▶ Parts of the exercise:
**1.** Rewrite the section on tube amplifier gain from "Nice, that Volume" to "in hat way.", replacing "faucet" with "valve".
**2.** List every word or phrase that the text on tube amplifier gain sets in quotation marks.
**3.** Continue the text on tube amplifier gain from its last sentence onward.

▶ Reading text:
Nice, that Volume pot was acting as a faucet that prevented that the "water stream" from triode 1 overflowed the "sink" of triode 2.
And, since any change in a spot of the chain propagates to following ones, the Power tube was also controlled in hat way.

Gain

But, two triodes are in the vintage ballpark, right. We wanted hi-gain amps also. So, why don't be cascade a couple of pre-amp tubes to achieve a higher gain sound?. We will have up to 4 amplifying stages in that way and, that means that we can raise the guitar signal level up to 10^4 (10,000) times , just in the pre-amp section!.
So, the cascaded gain increased:




T1 and T2 are the triodes for tube V1 and, T3 and T4 the triodes for V2.

Adding one more tube, here we are again with same "overflowing" issues we addressed before but now, the max amplifying power is around 10,000 times the original signal. That's a lot for small pre-amp tubes, indeed.

As we are overflowing each triode, the peaks of signal are being clipped and, what remains is the center portion of the signal that "fits" each triode. Result is a thick wall of sound, with poor dynamics and, highly compressed.

▶ Supplied records:
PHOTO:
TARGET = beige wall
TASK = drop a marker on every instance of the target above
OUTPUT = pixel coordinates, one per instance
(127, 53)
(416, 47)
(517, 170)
...
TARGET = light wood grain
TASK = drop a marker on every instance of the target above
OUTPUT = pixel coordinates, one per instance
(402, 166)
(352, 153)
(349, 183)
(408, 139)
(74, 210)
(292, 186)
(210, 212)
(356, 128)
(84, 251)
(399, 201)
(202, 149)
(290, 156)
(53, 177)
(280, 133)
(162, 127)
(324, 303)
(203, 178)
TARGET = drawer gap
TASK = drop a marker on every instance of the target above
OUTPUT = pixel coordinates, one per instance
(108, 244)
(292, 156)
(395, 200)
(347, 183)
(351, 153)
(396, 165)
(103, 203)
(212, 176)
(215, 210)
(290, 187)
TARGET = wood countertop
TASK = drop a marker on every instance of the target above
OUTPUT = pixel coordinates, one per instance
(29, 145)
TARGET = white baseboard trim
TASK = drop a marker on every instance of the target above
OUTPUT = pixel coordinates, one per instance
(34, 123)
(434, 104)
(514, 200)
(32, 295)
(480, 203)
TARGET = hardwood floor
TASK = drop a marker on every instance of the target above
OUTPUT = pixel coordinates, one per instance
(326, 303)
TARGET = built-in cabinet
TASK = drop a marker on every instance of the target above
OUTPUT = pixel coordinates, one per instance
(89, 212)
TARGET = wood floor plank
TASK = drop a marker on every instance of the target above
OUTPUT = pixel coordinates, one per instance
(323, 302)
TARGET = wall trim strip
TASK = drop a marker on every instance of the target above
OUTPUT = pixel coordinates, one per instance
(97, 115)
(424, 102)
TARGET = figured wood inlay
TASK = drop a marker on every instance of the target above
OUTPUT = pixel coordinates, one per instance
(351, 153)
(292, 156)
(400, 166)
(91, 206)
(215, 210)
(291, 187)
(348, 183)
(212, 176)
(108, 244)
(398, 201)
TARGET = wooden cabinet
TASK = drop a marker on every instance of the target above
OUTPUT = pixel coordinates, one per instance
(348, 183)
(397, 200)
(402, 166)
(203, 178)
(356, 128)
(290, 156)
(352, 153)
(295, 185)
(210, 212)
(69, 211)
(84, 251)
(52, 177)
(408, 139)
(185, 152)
==
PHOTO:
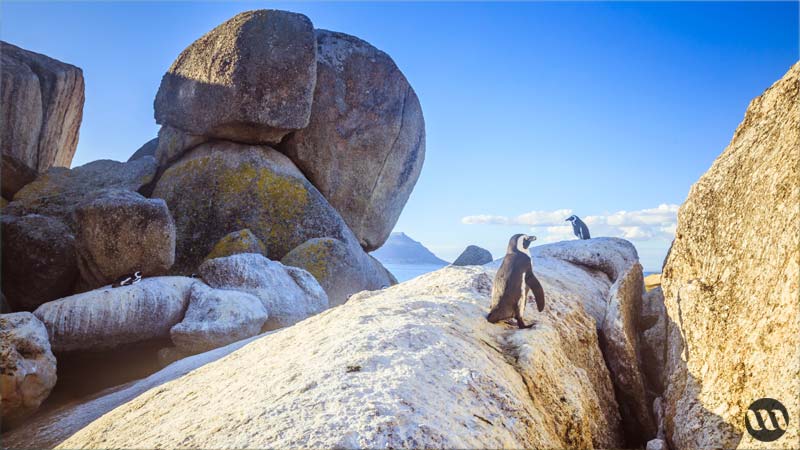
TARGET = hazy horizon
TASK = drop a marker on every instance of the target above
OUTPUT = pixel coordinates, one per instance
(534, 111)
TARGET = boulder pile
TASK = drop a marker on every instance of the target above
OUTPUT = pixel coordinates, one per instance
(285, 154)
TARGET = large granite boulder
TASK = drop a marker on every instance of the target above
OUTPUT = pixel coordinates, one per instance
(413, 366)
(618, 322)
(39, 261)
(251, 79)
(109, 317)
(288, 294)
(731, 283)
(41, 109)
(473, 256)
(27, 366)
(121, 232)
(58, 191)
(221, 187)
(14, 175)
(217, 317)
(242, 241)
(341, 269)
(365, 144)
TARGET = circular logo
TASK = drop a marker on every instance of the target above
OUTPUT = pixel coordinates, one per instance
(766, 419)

▶ Answers below:
**1.**
Nice, that Volume pot was acting as a valve that prevented that the "water stream" from triode 1 overflowed the "sink" of triode 2.
And, since any change in a spot of the chain propagates to following ones, the Power tube was also controlled in hat way.

**2.** "water stream", "sink", "overflowing", "fits"

**3.**
To have a better control of such an amount of clipping and power increase, one more pot was introduced between T3 and T4 but.... we had a pot already named volume so... which name can we give to that new pot. Well, it was called Gain, instead of Pepe and, things looked like follows:



Master Volume

While amplifiers where all Class A, single-ended, everything was ok. The last triode was acting also as the Driver, feeding the power amp section, with a controlled power given by that Volume control (between T3 and T4).

But Rock needed more energy, we love noise, indeed. Class AB amps were way more efficient, generating more energy, moving bigger speakers and creating more sound pressure. What a nice!.
Class AB, usually in pull-push topology, has two rails of power tubes (each rail with one or more tubes).
Each rail takes care about half of the signal (the positive or negtive) during aprox. the time that half takes (slightly more).

Between the pre-amp and power stages, one more small tube, called Phase Inverter, Driver or PI, will split the signal in negative and positive, sending each side to one of the rails, alternating (as pistons in an engine).
But, being the last tube in the pre-amp chain, this tube can be saturated the first and, power tubes could also being saturated with an excess of power delivered by the PI.

Oh, oh, oh. wait there!. I have an idea... one more pot?.
Yes. Sometimes you can find that pot between the PI and Power section or you could even found it before the PI. We already had names for the other two pots (gain and volume) so, we called "Master Volume" to the new one.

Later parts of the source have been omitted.